To do:
Exact reproductions of all the entries, please, and no pictures.

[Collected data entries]
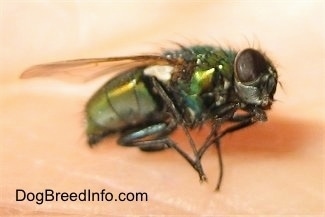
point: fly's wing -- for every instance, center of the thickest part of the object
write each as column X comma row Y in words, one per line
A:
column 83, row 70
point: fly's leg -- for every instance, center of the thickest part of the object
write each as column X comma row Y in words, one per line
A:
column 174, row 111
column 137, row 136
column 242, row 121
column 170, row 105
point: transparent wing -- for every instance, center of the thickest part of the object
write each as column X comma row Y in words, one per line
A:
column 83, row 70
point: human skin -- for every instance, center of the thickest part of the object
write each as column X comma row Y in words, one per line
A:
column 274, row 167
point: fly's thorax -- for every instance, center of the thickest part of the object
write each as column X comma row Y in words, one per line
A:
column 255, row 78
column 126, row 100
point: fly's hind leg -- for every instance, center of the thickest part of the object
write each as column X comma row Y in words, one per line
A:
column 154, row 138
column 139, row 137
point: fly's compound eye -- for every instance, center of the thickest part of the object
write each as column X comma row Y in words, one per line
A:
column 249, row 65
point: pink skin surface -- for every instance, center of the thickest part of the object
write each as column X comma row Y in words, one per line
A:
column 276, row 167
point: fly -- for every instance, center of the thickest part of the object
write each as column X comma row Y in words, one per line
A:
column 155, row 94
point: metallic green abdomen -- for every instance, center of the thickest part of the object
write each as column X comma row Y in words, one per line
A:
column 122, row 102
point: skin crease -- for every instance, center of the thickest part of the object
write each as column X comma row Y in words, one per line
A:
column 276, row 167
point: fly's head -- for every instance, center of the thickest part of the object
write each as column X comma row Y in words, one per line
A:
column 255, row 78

Exercise output:
point: fly's wing -- for every instance, center of the thickest part of the object
write each as column X comma row Y in words, one per line
A:
column 83, row 70
point: fly's leg -- for every instance, center of the thickest part of the object
write each as column X comma row Y in words, one per line
A:
column 174, row 111
column 137, row 136
column 242, row 121
column 170, row 105
point: transparent wing -- for every instance, center of the thickest part of the object
write each as column X comma row Y in words, one per line
A:
column 83, row 70
point: human skin -- for every instance, center of the thickest part of the object
write each as column X comma row Y in words, one per line
A:
column 274, row 167
point: fly's thorax -- for every instance, center of the thickest part of the object
write each as column X comma row Y in words, one per line
A:
column 255, row 78
column 126, row 100
point: fly's hind leg -- for every instance, center of the thickest part of the object
write each as column X comma row Y in words, one per line
A:
column 154, row 138
column 139, row 137
point: fly's compound eye -- for every instance, center of the thickest part of the object
write each as column X comma row Y in words, one per line
A:
column 249, row 65
point: pink skin surface -- for every instance, center of the thickest part of the object
write each as column X comma row Y in words, one per line
A:
column 276, row 167
point: fly -- for every instance, center of the thickest part of the object
write each as column X comma row Y in words, one per line
A:
column 155, row 94
point: metallic green abdomen -- for every instance, center of the thickest part of the object
write each as column X comma row Y in words, one per line
A:
column 122, row 102
point: skin crease -- for every instance, center of the thickest part of the object
write each as column X comma row Y in words, one per line
A:
column 276, row 167
point: fly's head -- for every instance, center of the thickest part of the object
write each as column X comma row Y in words, one per line
A:
column 255, row 78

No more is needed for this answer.